## EXCERPT TO READ
•••••

[tei-council] summary of Council taking on a role in maintenance of Best Practices for TEI in Libraries

Piotr Bański bansp at o2.pl
Tue Mar 27 10:00:49 EDT 2012


I think Sebastian's points are very strong.

An admittedly extreme reading of Kevin's post is: "no one in the SIG
cares, so let's push this onto the Council". I know you didn't mean it
that way, but that would be the net effect.

SIGs are the creatures of the Council and/or the Board, depending on
their nature (I'm not talking about the formal relationship but rather
the factual relationship). In this case, I would think, as an outsider
to the Libraries SIG, that part of its raison d'etre was/is the
maintenance of the BP doc, in sync with the Council (to be sure: the
syncing is the SIG's responsibility, I'd hope). If the SIG doesn't want
to do that, then what is the SIG for?

•••••

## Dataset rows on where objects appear
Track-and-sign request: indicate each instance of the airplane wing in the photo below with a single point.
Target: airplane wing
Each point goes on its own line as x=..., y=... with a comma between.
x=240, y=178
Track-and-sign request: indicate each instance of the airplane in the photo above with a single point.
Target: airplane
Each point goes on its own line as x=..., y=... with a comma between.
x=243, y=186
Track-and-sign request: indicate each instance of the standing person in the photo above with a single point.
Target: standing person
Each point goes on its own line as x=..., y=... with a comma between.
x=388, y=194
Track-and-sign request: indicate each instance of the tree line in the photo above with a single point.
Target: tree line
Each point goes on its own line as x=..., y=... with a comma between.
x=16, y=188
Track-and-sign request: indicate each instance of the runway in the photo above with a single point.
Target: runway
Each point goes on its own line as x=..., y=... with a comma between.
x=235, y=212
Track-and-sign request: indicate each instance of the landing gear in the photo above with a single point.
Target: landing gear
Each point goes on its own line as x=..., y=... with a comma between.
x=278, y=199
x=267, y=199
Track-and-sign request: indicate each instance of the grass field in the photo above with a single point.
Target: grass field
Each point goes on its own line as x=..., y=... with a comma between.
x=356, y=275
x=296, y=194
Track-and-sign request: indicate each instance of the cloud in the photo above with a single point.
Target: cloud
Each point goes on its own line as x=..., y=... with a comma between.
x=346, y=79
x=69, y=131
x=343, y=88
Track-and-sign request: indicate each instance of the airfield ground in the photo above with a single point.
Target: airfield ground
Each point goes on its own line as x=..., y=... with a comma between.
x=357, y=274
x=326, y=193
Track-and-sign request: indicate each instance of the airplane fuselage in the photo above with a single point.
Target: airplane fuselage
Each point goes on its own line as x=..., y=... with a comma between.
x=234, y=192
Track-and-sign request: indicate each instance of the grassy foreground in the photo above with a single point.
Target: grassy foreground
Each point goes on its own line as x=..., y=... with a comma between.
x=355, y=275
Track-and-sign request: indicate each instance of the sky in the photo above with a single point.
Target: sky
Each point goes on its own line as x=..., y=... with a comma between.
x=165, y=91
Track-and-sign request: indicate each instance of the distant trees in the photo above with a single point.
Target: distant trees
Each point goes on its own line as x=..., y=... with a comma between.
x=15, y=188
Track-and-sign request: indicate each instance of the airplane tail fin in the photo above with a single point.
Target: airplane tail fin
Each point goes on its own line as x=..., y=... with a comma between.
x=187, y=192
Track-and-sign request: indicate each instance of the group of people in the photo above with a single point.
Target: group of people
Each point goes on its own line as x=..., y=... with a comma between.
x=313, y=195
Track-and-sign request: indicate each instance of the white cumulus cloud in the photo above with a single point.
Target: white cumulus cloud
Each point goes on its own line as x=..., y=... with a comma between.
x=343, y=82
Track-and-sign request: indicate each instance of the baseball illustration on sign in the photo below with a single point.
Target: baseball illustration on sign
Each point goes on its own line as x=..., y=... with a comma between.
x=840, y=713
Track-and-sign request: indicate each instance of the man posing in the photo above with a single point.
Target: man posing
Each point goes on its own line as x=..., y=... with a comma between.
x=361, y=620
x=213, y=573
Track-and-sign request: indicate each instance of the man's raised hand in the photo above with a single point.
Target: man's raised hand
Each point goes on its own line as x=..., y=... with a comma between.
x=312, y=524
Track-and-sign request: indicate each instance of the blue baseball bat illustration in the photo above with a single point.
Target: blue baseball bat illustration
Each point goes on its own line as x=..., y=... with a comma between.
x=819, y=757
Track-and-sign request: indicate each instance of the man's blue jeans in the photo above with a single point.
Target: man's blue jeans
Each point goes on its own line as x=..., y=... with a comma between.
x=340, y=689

•••••

## TASK DETAILS
Return the mailing list message about the Libraries SIG and the Best Practices document word for word, in full.

## SOLUTION FOR THIS PROBLEM
[tei-council] summary of Council taking on a role in maintenance of Best Practices for TEI in Libraries

Piotr Bański bansp at o2.pl
Tue Mar 27 10:00:49 EDT 2012


I think Sebastian's points are very strong.

An admittedly extreme reading of Kevin's post is: "no one in the SIG
cares, so let's push this onto the Council". I know you didn't mean it
that way, but that would be the net effect.

SIGs are the creatures of the Council and/or the Board, depending on
their nature (I'm not talking about the formal relationship but rather
the factual relationship). In this case, I would think, as an outsider
to the Libraries SIG, that part of its raison d'etre was/is the
maintenance of the BP doc, in sync with the Council (to be sure: the
syncing is the SIG's responsibility, I'd hope). If the SIG doesn't want
to do that, then what is the SIG for?